• YOUR INSTRUCTIONS
Find every line below that contains the word "grass", and copy each of those lines in full.

• EXTRACTED RECORDS
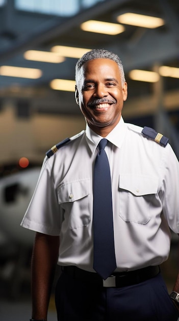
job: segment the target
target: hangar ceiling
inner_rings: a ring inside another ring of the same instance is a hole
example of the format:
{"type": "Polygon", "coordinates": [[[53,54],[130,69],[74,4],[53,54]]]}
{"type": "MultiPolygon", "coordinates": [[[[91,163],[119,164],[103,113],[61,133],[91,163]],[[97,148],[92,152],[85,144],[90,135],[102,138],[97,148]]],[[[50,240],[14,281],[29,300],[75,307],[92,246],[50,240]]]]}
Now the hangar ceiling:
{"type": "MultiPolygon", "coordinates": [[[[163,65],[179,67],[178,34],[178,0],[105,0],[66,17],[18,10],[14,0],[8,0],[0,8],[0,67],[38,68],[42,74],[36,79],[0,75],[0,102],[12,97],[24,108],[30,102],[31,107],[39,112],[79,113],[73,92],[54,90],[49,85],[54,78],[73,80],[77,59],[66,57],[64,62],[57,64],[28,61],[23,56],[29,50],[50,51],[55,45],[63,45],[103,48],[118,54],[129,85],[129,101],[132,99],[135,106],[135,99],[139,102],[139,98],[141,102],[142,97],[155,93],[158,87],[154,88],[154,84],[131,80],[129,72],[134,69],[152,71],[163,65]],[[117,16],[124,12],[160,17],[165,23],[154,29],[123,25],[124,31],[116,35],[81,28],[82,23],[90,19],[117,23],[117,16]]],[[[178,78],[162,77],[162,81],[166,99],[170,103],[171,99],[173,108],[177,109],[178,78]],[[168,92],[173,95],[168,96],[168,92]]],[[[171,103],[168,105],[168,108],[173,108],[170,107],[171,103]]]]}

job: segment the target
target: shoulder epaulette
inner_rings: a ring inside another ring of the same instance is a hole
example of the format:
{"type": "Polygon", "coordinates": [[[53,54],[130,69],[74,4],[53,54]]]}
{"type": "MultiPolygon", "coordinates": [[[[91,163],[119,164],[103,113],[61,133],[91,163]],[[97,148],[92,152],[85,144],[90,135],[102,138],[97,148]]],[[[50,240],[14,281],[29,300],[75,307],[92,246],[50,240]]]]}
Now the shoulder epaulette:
* * *
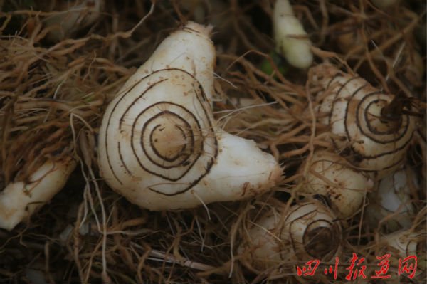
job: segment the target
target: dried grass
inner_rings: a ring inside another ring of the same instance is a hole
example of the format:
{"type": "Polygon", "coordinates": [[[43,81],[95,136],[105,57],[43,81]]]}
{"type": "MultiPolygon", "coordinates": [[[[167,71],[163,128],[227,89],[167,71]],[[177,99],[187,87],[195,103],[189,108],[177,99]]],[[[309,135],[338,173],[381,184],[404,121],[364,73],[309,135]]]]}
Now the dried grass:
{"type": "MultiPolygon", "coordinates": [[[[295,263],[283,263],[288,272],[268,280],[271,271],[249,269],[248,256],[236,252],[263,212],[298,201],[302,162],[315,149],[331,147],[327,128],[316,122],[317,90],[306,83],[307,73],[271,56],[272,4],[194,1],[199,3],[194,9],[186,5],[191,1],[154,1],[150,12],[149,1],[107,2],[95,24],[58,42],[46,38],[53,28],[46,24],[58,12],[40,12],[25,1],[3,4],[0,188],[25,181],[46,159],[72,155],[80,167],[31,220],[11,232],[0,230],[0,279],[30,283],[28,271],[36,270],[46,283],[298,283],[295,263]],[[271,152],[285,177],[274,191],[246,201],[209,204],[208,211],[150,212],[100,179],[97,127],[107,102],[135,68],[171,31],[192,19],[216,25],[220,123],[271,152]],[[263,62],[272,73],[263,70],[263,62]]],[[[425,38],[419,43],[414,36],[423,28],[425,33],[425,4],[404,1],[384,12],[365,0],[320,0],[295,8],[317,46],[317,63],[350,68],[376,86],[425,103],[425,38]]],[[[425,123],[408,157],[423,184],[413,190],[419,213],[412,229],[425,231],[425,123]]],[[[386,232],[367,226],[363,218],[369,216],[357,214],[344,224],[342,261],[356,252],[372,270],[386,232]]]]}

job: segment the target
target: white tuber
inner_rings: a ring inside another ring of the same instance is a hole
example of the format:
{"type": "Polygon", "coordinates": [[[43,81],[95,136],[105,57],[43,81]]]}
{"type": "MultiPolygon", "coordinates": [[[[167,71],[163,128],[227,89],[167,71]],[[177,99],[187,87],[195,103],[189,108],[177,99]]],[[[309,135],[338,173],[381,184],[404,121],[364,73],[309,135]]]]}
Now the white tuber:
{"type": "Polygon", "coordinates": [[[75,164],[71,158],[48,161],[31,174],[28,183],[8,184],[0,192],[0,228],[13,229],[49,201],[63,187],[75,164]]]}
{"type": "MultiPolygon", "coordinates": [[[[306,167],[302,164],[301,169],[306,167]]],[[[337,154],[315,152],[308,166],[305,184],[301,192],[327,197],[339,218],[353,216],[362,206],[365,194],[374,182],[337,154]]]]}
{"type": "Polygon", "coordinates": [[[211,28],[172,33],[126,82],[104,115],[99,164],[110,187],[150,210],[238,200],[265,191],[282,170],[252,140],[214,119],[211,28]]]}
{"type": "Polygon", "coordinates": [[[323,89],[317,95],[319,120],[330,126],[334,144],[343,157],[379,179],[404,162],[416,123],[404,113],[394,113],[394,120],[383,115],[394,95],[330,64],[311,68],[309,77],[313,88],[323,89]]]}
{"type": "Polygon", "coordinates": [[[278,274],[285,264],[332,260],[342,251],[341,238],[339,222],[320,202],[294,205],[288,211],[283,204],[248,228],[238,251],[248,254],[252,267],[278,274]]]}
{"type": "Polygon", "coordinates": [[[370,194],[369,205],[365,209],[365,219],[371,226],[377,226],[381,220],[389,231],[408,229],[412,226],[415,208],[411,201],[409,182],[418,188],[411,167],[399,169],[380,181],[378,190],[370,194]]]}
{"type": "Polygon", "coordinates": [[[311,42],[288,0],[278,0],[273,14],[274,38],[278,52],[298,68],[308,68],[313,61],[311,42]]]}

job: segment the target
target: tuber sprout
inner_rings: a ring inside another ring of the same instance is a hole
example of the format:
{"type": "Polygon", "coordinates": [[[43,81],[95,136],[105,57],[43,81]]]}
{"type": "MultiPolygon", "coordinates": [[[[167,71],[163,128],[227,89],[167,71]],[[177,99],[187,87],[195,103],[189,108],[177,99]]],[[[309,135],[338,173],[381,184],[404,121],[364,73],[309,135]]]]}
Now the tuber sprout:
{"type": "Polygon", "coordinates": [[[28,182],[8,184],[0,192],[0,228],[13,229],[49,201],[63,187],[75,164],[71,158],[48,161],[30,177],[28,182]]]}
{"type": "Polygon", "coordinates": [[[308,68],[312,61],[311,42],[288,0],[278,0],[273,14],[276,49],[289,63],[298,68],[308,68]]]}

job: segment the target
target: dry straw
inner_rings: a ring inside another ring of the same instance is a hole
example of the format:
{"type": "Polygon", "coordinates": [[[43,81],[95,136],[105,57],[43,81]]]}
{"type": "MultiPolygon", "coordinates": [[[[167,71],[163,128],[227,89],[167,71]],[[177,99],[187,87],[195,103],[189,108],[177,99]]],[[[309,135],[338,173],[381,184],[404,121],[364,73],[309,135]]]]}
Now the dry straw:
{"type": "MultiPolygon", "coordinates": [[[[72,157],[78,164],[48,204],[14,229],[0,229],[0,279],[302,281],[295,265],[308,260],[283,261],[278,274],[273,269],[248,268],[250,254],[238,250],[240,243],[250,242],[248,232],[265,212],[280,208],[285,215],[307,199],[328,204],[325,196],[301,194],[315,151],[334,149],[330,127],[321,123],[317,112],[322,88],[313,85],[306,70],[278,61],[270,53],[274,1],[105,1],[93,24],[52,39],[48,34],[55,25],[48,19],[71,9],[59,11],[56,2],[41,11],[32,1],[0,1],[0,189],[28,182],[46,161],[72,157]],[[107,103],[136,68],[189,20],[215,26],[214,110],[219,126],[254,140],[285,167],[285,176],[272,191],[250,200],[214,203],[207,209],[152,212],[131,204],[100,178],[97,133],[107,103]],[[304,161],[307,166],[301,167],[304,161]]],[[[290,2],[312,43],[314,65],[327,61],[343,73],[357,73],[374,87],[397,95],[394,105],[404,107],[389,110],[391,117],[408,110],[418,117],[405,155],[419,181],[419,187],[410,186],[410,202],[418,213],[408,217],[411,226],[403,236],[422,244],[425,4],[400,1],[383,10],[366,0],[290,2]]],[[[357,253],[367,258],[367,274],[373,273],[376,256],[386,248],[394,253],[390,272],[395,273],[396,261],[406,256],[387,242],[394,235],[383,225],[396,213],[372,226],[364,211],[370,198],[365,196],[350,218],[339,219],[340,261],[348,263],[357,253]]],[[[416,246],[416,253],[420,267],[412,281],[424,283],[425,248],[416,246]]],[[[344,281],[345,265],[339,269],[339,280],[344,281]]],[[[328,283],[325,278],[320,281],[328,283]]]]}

• COMPLETED TASK
target: dried grass
Now the dried grass:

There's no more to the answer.